Aim of the exercise =
Starting at the line containing "For every instance of the beige" and continuing through the end of the data, write those lines out again with "beige" swapped for "gray" and nothing else altered.

------------------------------

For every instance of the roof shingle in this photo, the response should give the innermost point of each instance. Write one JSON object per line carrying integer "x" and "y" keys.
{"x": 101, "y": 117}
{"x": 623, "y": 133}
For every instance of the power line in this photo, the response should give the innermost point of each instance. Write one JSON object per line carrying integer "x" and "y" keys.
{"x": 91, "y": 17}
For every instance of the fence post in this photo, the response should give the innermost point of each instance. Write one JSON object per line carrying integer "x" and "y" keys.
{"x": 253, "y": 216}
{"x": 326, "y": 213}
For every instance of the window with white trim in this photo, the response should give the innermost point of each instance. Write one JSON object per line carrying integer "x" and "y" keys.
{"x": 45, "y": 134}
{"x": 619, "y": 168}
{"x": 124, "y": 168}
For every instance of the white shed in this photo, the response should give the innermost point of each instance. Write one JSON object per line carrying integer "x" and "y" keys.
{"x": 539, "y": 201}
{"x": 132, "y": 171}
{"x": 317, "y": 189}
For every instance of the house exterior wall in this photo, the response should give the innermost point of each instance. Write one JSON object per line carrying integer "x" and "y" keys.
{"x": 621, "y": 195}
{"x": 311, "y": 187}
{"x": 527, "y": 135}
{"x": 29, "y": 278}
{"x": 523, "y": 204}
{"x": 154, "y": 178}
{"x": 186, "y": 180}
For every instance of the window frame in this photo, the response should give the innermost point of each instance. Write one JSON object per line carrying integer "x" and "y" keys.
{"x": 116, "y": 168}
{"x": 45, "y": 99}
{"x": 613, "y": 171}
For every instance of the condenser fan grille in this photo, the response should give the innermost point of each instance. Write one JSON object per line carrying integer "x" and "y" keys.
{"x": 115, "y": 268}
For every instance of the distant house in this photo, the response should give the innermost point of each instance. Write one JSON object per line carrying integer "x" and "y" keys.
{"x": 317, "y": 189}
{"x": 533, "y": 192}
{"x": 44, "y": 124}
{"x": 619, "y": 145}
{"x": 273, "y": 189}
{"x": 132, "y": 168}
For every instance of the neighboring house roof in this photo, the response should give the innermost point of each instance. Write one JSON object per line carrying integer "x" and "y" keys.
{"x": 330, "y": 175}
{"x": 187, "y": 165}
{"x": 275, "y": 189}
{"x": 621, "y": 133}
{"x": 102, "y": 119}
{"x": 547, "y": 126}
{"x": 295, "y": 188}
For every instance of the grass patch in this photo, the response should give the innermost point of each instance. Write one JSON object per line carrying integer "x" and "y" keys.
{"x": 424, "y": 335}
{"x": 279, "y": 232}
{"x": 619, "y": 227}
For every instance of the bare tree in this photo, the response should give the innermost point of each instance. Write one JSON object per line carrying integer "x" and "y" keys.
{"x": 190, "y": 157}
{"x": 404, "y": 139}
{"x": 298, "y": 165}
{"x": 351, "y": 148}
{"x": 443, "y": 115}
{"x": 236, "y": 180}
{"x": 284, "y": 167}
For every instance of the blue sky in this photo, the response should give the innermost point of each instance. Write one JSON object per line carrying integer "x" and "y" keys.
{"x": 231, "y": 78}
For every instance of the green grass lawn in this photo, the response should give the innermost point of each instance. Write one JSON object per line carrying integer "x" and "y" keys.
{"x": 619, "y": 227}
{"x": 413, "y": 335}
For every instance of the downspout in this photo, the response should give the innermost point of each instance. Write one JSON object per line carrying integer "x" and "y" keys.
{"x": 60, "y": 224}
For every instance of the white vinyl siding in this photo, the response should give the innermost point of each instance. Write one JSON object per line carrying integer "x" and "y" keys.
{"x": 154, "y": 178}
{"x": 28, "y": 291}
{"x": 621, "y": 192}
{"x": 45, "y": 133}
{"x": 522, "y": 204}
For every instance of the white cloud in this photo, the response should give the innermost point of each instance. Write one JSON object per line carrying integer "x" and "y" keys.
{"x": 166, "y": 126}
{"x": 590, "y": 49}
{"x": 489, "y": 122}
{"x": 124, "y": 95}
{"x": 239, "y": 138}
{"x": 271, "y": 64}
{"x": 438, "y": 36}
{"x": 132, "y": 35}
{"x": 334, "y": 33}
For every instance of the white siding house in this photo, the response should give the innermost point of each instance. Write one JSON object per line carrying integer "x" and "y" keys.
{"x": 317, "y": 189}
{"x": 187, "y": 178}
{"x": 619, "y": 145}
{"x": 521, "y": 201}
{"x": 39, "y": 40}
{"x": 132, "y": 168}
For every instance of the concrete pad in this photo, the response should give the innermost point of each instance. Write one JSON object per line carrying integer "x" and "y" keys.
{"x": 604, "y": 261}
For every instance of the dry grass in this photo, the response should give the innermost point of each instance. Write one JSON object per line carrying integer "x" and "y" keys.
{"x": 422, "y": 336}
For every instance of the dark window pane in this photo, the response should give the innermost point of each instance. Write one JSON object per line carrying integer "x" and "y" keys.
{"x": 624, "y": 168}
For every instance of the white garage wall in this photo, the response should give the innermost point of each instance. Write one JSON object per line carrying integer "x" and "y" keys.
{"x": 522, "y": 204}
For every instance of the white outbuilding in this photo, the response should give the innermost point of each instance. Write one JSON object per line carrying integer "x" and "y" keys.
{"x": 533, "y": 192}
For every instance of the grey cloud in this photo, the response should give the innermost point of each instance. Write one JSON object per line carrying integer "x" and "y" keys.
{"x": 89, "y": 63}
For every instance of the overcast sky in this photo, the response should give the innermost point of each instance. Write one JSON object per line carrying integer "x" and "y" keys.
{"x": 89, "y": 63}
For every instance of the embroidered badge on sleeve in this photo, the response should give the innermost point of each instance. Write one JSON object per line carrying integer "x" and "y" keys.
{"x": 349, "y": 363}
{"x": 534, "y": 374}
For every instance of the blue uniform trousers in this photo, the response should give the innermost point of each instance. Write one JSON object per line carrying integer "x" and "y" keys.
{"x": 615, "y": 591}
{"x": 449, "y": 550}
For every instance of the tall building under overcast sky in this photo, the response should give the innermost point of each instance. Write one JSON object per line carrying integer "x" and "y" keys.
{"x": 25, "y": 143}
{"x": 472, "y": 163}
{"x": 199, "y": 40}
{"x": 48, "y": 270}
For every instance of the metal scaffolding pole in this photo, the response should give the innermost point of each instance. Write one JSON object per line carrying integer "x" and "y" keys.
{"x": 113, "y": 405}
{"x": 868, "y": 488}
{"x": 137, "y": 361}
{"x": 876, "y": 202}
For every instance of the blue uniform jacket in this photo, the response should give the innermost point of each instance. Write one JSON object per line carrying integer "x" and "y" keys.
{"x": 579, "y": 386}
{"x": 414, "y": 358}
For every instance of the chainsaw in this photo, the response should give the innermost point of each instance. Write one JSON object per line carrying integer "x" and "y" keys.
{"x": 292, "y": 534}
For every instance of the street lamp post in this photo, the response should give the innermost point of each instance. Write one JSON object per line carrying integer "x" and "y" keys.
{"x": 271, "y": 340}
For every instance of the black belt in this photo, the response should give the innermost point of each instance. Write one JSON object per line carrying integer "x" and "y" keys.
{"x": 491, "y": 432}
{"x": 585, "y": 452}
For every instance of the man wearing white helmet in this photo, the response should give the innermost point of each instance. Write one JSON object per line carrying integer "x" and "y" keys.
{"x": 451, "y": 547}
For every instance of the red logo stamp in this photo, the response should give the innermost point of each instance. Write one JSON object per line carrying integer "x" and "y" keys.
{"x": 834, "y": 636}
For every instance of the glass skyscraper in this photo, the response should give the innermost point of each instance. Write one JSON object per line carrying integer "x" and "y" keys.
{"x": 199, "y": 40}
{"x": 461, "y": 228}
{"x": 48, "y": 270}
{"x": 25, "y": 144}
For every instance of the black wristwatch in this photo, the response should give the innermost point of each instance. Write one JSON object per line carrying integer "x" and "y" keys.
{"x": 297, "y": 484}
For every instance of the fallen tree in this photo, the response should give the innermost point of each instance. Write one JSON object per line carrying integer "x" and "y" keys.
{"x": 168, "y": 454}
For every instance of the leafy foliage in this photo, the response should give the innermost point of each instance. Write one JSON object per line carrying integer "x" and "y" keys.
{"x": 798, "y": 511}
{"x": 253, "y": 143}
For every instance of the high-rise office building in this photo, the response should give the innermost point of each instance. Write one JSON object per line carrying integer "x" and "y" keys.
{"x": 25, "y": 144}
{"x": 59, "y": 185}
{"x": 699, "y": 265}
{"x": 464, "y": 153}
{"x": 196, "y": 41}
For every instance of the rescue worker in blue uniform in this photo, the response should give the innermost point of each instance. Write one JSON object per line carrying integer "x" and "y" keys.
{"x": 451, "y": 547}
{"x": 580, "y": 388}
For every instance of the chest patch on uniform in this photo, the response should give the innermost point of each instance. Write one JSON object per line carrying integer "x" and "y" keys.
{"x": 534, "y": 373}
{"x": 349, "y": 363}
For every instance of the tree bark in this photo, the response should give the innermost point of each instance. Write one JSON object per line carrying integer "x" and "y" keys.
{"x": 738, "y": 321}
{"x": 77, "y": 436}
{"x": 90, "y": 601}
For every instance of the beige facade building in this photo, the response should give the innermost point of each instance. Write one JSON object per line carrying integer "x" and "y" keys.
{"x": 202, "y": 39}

------------------------------

The answer =
For every instance of the gray facade building in this photo, the response should give the innermost point of each instance. Write one JSON object per line carrying integer "x" and "y" keys.
{"x": 202, "y": 39}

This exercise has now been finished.